CONSIGNE DE L'EXERCICE
Mettez en forme les lignes de tous les items ci-dessous sous la forme d'une liste JSON de chaînes, à raison d'une chaîne par ligne. Omettez les lignes vides.
<<<<
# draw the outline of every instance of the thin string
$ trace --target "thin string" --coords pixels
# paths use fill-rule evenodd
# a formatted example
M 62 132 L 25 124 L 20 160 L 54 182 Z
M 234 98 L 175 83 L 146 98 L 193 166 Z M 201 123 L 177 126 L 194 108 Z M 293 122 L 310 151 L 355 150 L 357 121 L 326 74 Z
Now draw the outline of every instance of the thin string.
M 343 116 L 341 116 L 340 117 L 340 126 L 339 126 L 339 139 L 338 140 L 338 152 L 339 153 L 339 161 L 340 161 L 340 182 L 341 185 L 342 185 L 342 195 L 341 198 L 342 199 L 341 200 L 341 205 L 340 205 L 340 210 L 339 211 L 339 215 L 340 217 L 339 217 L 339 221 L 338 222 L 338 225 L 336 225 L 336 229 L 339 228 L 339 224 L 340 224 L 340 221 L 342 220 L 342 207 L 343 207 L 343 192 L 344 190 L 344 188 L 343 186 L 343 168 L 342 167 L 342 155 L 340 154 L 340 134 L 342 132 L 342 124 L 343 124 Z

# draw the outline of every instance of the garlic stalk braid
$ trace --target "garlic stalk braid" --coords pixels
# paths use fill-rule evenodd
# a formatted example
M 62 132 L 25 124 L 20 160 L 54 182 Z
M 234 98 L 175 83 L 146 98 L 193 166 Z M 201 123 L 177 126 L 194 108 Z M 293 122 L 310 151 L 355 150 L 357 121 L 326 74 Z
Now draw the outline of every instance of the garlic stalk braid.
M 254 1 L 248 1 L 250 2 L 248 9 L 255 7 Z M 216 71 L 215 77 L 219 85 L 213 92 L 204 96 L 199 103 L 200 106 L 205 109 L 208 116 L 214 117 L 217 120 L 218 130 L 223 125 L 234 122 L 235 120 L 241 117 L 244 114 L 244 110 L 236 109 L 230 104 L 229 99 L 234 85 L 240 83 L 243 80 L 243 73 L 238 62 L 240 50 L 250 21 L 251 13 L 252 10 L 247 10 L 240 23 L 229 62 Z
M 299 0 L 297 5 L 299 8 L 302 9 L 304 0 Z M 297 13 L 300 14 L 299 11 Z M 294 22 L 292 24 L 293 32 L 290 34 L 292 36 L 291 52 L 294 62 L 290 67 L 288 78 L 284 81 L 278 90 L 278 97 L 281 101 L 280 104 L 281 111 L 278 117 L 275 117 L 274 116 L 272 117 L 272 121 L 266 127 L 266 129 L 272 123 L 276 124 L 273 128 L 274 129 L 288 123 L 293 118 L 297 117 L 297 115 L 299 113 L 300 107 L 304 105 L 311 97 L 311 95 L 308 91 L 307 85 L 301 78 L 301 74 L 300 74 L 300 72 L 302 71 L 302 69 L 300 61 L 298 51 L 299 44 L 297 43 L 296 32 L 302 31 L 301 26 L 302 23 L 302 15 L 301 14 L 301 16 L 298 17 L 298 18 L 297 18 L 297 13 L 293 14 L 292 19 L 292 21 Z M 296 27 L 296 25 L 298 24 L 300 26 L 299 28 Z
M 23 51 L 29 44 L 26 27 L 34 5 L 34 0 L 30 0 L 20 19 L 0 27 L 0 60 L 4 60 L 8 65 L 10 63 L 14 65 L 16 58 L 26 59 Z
>>>>
RÉSULTAT DE L'EXERCICE
[
  "# draw the outline of every instance of the thin string",
  "$ trace --target \"thin string\" --coords pixels",
  "# paths use fill-rule evenodd",
  "# a formatted example",
  "M 62 132 L 25 124 L 20 160 L 54 182 Z",
  "M 234 98 L 175 83 L 146 98 L 193 166 Z M 201 123 L 177 126 L 194 108 Z M 293 122 L 310 151 L 355 150 L 357 121 L 326 74 Z",
  "Now draw the outline of every instance of the thin string.",
  "M 343 116 L 341 116 L 340 117 L 340 126 L 339 126 L 339 139 L 338 140 L 338 152 L 339 153 L 339 161 L 340 161 L 340 182 L 341 185 L 342 185 L 342 195 L 341 198 L 342 199 L 341 200 L 341 205 L 340 205 L 340 210 L 339 211 L 339 215 L 340 217 L 339 217 L 339 221 L 338 222 L 338 225 L 336 225 L 336 229 L 339 228 L 339 224 L 340 224 L 340 221 L 342 220 L 342 207 L 343 207 L 343 192 L 344 190 L 344 188 L 343 186 L 343 168 L 342 167 L 342 155 L 340 154 L 340 134 L 342 132 L 342 124 L 343 124 Z",
  "# draw the outline of every instance of the garlic stalk braid",
  "$ trace --target \"garlic stalk braid\" --coords pixels",
  "# paths use fill-rule evenodd",
  "# a formatted example",
  "M 62 132 L 25 124 L 20 160 L 54 182 Z",
  "M 234 98 L 175 83 L 146 98 L 193 166 Z M 201 123 L 177 126 L 194 108 Z M 293 122 L 310 151 L 355 150 L 357 121 L 326 74 Z",
  "Now draw the outline of every instance of the garlic stalk braid.",
  "M 254 1 L 248 1 L 250 2 L 248 9 L 255 7 Z M 216 71 L 215 77 L 219 85 L 213 92 L 204 96 L 199 103 L 200 106 L 205 109 L 208 116 L 214 117 L 217 120 L 218 130 L 223 125 L 234 122 L 235 120 L 241 117 L 244 114 L 244 110 L 236 109 L 230 104 L 229 99 L 234 85 L 240 83 L 243 80 L 243 73 L 238 62 L 240 50 L 250 21 L 251 13 L 252 10 L 247 10 L 240 23 L 229 62 Z",
  "M 299 0 L 297 5 L 299 8 L 302 9 L 304 0 Z M 297 13 L 300 14 L 299 11 Z M 294 22 L 292 24 L 293 32 L 290 34 L 292 36 L 291 52 L 294 62 L 290 67 L 288 78 L 284 81 L 278 90 L 278 97 L 281 101 L 280 104 L 281 111 L 278 117 L 275 117 L 274 116 L 272 117 L 272 121 L 266 127 L 266 129 L 272 123 L 276 124 L 273 128 L 274 129 L 288 123 L 293 118 L 297 117 L 297 115 L 299 113 L 300 107 L 304 105 L 311 97 L 311 95 L 308 91 L 307 85 L 301 78 L 301 74 L 300 74 L 300 72 L 302 71 L 302 69 L 300 61 L 298 51 L 299 44 L 297 43 L 296 32 L 302 31 L 301 26 L 302 23 L 302 15 L 301 14 L 301 16 L 298 17 L 298 18 L 297 18 L 297 13 L 293 14 L 292 19 L 292 21 Z M 296 27 L 296 25 L 298 24 L 300 26 L 299 28 Z",
  "M 23 51 L 29 44 L 26 27 L 34 5 L 34 0 L 30 0 L 20 19 L 0 27 L 0 60 L 4 60 L 8 65 L 10 63 L 14 65 L 16 58 L 26 59 Z"
]